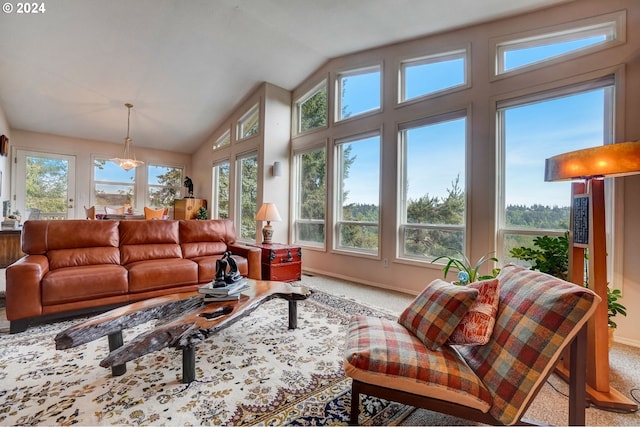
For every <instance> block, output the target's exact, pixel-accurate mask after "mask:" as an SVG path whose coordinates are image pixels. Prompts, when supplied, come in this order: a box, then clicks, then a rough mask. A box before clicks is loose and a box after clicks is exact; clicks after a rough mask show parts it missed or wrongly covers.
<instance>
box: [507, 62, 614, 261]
mask: <svg viewBox="0 0 640 427" xmlns="http://www.w3.org/2000/svg"><path fill="white" fill-rule="evenodd" d="M605 88H609V89H610V91H611V93H610V96H609V99H607V100H606V102H605V105H604V106H603V108H604V109H605V115H606V116H607V117H608V123H605V124H604V129H605V135H604V136H603V143H604V144H611V143H613V142H614V141H615V136H614V135H615V126H616V123H615V122H616V117H615V111H614V110H615V105H616V104H617V103H618V101H617V100H616V98H617V96H618V89H617V83H616V77H615V73H612V74H608V75H605V76H603V77H600V78H594V79H591V80H587V81H583V82H578V83H574V84H571V83H566V84H564V85H559V86H557V87H555V88H552V89H549V90H544V91H540V92H534V93H528V94H522V95H520V96H517V97H515V98H510V99H504V100H498V101H496V104H495V114H496V129H495V134H496V145H497V153H498V156H497V165H496V174H497V177H496V187H497V188H496V215H495V217H496V231H495V238H496V254H497V255H496V256H497V257H498V258H499V259H501V260H503V262H505V260H507V259H508V255H509V254H505V237H506V235H509V234H515V235H522V236H531V237H535V236H550V237H559V236H562V235H564V233H565V232H566V231H568V230H561V229H543V228H524V227H514V226H507V224H506V217H507V206H506V137H505V135H504V116H503V114H502V111H504V110H507V109H508V108H512V107H517V106H525V105H528V104H533V103H536V102H541V101H551V100H554V99H558V98H562V97H566V96H571V95H577V94H580V93H585V92H589V91H592V90H597V89H605ZM605 194H607V195H608V196H607V200H606V201H605V203H606V209H605V210H606V211H607V212H611V213H612V214H611V215H610V216H608V217H607V230H608V231H611V230H612V229H613V228H612V227H614V226H615V224H614V219H613V216H614V215H615V213H614V212H615V210H614V209H613V208H614V197H613V196H612V195H613V194H615V189H614V182H613V180H612V179H611V178H607V179H605ZM569 197H570V195H569V194H567V198H569ZM569 202H570V200H569ZM569 206H570V205H569ZM615 222H617V220H615ZM610 239H611V233H610V232H608V233H607V240H608V241H607V248H608V249H609V250H610V251H611V252H610V253H611V254H613V252H614V250H615V248H616V247H615V246H614V245H615V243H616V242H613V241H611V240H610ZM614 262H617V261H616V260H615V259H614V256H613V255H612V256H610V257H608V259H607V263H608V265H609V266H610V265H611V263H614ZM608 270H609V271H613V269H611V268H609V269H608Z"/></svg>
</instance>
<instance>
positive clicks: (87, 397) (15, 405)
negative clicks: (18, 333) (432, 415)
mask: <svg viewBox="0 0 640 427" xmlns="http://www.w3.org/2000/svg"><path fill="white" fill-rule="evenodd" d="M355 313H366V314H379V315H384V314H382V313H376V312H374V311H373V310H372V309H370V308H367V307H365V306H362V305H359V304H357V303H355V302H353V301H348V300H346V299H342V298H339V297H335V296H331V295H329V294H325V293H322V292H316V293H315V294H314V295H313V296H312V297H311V298H309V299H308V300H307V301H302V302H299V307H298V329H296V330H289V329H288V328H287V326H288V306H287V302H286V301H283V300H278V299H276V300H272V301H269V302H267V303H265V304H263V305H262V306H261V307H259V308H258V309H257V310H256V311H255V312H253V313H252V314H251V315H250V316H248V317H246V318H244V319H241V320H239V321H238V322H237V323H235V324H234V325H232V326H231V327H229V328H227V329H225V330H223V331H221V332H220V333H219V334H218V335H217V336H216V337H214V338H211V339H209V340H207V341H205V342H204V343H201V344H200V345H199V346H198V347H197V349H196V381H194V382H192V383H191V384H189V385H187V384H183V383H182V382H181V377H182V358H181V353H180V352H179V351H176V350H174V349H165V350H163V351H159V352H155V353H151V354H149V355H146V356H143V357H140V358H138V359H136V360H135V361H133V362H129V363H128V365H127V373H126V374H125V375H123V376H120V377H112V376H111V374H110V370H108V369H104V368H101V367H100V366H99V365H98V363H99V362H100V360H102V359H103V358H104V357H105V356H106V354H107V353H108V350H107V340H106V339H100V340H98V341H95V342H92V343H89V344H87V345H82V346H79V347H77V348H73V349H69V350H63V351H56V350H55V346H54V337H55V335H56V334H57V333H58V332H59V331H61V330H63V329H65V328H68V327H69V326H71V325H73V324H74V323H75V322H78V320H77V319H76V320H68V321H63V322H59V323H53V324H47V325H41V326H34V327H31V328H29V329H28V330H27V331H26V332H24V333H21V334H16V335H2V336H1V338H0V341H1V345H0V402H1V403H0V424H2V425H36V424H38V425H43V424H46V425H55V424H57V425H68V424H79V425H109V424H111V425H114V424H117V425H122V424H126V425H143V424H144V425H149V424H154V425H159V424H164V425H166V424H180V425H283V424H294V425H345V424H347V421H348V413H349V408H350V380H349V379H347V378H345V376H344V372H343V369H342V349H343V345H344V336H345V329H346V323H347V321H348V319H349V317H350V316H351V314H355ZM150 327H152V325H151V324H144V325H140V326H139V327H137V328H135V329H134V330H133V331H132V332H133V333H136V334H137V333H140V332H142V331H143V330H146V329H148V328H150ZM128 337H129V338H130V337H131V333H126V332H125V338H124V339H125V342H126V341H127V338H128ZM412 410H413V409H412V408H411V407H406V406H404V405H400V404H396V403H390V402H387V401H384V400H380V399H373V398H369V399H364V400H363V404H362V415H361V418H360V423H361V424H364V425H367V424H370V425H393V424H398V423H400V422H402V420H403V419H404V418H405V417H406V416H408V415H409V414H410V413H411V412H412Z"/></svg>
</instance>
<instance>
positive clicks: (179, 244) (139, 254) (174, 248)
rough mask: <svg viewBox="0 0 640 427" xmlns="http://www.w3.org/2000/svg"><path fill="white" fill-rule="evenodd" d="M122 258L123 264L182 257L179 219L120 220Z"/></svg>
mask: <svg viewBox="0 0 640 427" xmlns="http://www.w3.org/2000/svg"><path fill="white" fill-rule="evenodd" d="M120 258H121V262H122V265H126V264H131V263H132V262H137V261H147V260H153V259H167V258H182V251H181V250H180V244H179V238H178V221H169V220H161V221H157V220H156V221H153V220H144V221H120Z"/></svg>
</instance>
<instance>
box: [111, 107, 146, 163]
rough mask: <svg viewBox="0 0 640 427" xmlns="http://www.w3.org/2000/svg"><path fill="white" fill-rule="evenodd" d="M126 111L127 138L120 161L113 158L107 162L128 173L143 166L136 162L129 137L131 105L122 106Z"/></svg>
mask: <svg viewBox="0 0 640 427" xmlns="http://www.w3.org/2000/svg"><path fill="white" fill-rule="evenodd" d="M124 106H125V107H127V109H128V113H127V136H126V138H125V139H124V154H123V156H122V159H119V158H117V157H116V158H114V159H109V161H111V162H113V163H115V164H116V165H118V166H120V167H121V168H122V169H124V170H126V171H128V170H131V169H133V168H137V167H138V166H140V165H143V164H144V162H143V161H140V160H136V153H135V152H134V151H133V146H132V145H133V139H131V138H130V137H129V127H130V125H131V109H132V108H133V104H129V103H126V104H124Z"/></svg>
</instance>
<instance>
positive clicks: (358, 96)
mask: <svg viewBox="0 0 640 427" xmlns="http://www.w3.org/2000/svg"><path fill="white" fill-rule="evenodd" d="M381 74H382V73H381V72H380V67H379V66H376V67H370V68H365V69H359V70H353V71H348V72H344V73H340V74H338V79H337V91H338V94H337V96H336V98H337V100H338V103H337V105H336V110H337V111H336V115H335V116H336V118H337V119H336V121H340V120H344V119H348V118H352V117H355V116H359V115H361V114H365V113H368V112H371V111H377V110H379V109H380V106H381V105H382V104H381V98H382V97H381V95H380V94H381V92H382V86H381V84H382V83H381V78H382V76H381Z"/></svg>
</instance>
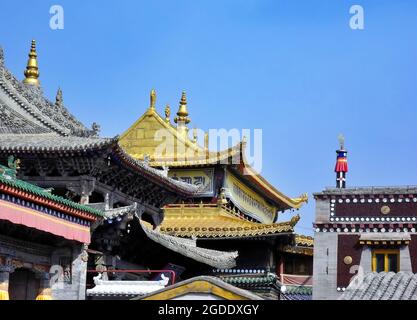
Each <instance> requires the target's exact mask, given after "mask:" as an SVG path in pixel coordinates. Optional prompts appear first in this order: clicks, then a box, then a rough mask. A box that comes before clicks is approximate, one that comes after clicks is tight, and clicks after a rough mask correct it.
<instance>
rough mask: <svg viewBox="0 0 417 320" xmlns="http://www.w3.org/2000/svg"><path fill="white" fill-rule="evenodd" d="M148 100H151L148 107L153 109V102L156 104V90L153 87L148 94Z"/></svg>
mask: <svg viewBox="0 0 417 320" xmlns="http://www.w3.org/2000/svg"><path fill="white" fill-rule="evenodd" d="M150 100H151V104H150V106H149V109H153V110H154V109H155V104H156V91H155V89H152V90H151V94H150Z"/></svg>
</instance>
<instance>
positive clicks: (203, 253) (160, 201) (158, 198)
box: [0, 41, 235, 283]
________________________
(What is being asked) Using only the entries above, output the line with "box: [507, 62, 614, 261]", the line with "positive clicks: (87, 397) (15, 405)", and all lines between them, exactly as they stand.

(Worked solution)
box: [507, 62, 614, 261]
mask: <svg viewBox="0 0 640 427" xmlns="http://www.w3.org/2000/svg"><path fill="white" fill-rule="evenodd" d="M605 88H609V89H610V91H611V93H610V96H609V99H607V100H606V102H605V105H604V106H603V108H604V109H605V115H606V116H607V117H608V123H605V124H604V129H605V135H604V136H603V143H604V144H611V143H613V142H614V141H615V136H614V135H615V126H616V123H615V122H616V117H615V111H614V110H615V105H616V104H617V103H618V101H617V100H616V98H617V96H618V89H617V83H616V77H615V73H612V74H608V75H605V76H603V77H600V78H594V79H591V80H587V81H583V82H578V83H574V84H571V83H566V84H564V85H559V86H557V87H555V88H552V89H549V90H544V91H540V92H534V93H528V94H522V95H520V96H517V97H515V98H510V99H504V100H498V101H496V104H495V114H496V129H495V134H496V145H497V153H498V156H497V165H496V174H497V177H496V187H497V188H496V215H495V217H496V231H495V238H496V254H497V255H496V256H497V257H498V258H499V259H501V260H503V262H505V260H507V259H508V255H509V254H505V237H506V235H509V234H515V235H522V236H531V237H535V236H550V237H559V236H562V235H564V233H565V232H566V231H568V230H561V229H543V228H524V227H514V226H507V224H506V217H507V206H506V137H505V135H504V116H503V114H502V111H504V110H507V109H508V108H512V107H517V106H525V105H528V104H533V103H536V102H541V101H551V100H554V99H558V98H562V97H566V96H571V95H577V94H580V93H585V92H589V91H592V90H597V89H605ZM605 194H607V195H608V196H607V200H606V201H605V203H606V209H605V210H606V211H607V212H611V213H612V214H611V215H610V216H608V217H607V230H608V231H611V230H612V229H613V228H612V227H614V226H615V224H614V219H613V216H614V215H615V213H614V212H615V210H614V209H613V208H614V197H613V196H612V195H613V194H615V189H614V182H613V180H612V179H611V178H607V179H605ZM569 197H570V195H569V194H567V198H569ZM569 202H570V200H569ZM569 206H570V205H569ZM615 222H617V220H615ZM610 239H611V233H610V232H608V233H607V240H608V241H607V248H608V249H609V250H610V251H611V252H610V253H611V254H613V252H614V250H615V248H616V247H615V246H614V245H615V243H616V242H613V241H611V240H610ZM614 262H617V261H616V260H615V259H614V256H613V255H612V256H610V257H608V259H607V263H608V265H609V266H610V265H611V263H614ZM608 270H609V271H613V269H611V268H609V269H608Z"/></svg>
</instance>
<instance>
positive clicks: (87, 397) (15, 405)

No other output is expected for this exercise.